> [Task directions] Please find each line in the listing that contains the string "need" and copy it out. The match is case-sensitive.

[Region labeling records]

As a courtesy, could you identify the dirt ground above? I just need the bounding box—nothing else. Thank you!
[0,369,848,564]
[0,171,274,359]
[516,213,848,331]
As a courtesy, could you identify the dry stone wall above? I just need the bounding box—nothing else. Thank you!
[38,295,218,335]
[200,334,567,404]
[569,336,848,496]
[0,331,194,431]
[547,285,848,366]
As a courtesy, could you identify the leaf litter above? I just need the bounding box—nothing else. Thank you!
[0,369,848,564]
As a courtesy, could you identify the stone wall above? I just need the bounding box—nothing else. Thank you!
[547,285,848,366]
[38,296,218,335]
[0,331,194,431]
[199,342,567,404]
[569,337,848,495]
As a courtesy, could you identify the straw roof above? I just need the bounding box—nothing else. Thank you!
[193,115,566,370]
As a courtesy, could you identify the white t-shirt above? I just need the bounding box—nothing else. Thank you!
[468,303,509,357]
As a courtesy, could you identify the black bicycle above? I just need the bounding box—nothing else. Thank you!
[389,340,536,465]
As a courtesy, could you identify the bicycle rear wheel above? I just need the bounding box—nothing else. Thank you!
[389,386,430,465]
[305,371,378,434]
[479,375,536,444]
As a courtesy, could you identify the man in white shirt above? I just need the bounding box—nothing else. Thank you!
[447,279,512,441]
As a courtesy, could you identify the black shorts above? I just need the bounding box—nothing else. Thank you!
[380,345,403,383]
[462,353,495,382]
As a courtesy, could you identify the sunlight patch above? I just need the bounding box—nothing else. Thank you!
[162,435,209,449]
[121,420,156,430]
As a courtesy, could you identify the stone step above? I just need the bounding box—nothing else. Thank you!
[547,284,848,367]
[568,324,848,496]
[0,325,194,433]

> [Full response]
As a courtesy, could you identify the dirt ground above? I just need the bounding box—nothing else. Thank you!
As a courtesy, could you identify the dry stone wall above? I just need the bounding box—nothing else. Thank you!
As a courtesy, could you identify the leaf litter above? I just need the bounding box—nothing else. Thank you!
As a courtesy, could you identify the stone wall above? I just need the bounding box—nothing else. Thank you!
As a courtesy, could you identify the straw roof above? I just need the bounding box—nothing else. Thank you!
As a courtesy, could you identify the white t-shirt above? I just need the bounding box—nothing else. Thank you!
As a courtesy, could you identify the black bicycle above? I just need the bounding box—nothing else. Thank you!
As a courtesy, could you identify the bicycle rear wheel above? I just need the bounding box—nothing else. Thank you!
As a courtesy, could you identify the man in white shirt above? I just need the bounding box—nothing else. Thank you!
As a courtesy, could you identify the black shorts above? I just need the bounding box—nothing else. Thank you!
As a courtesy, could you identify the sunlight patch above? I just need the bounding box—nothing else. Thank you!
As a courtesy, could you identify the stone step above? I just need the bounding box—nothing else. Thank you!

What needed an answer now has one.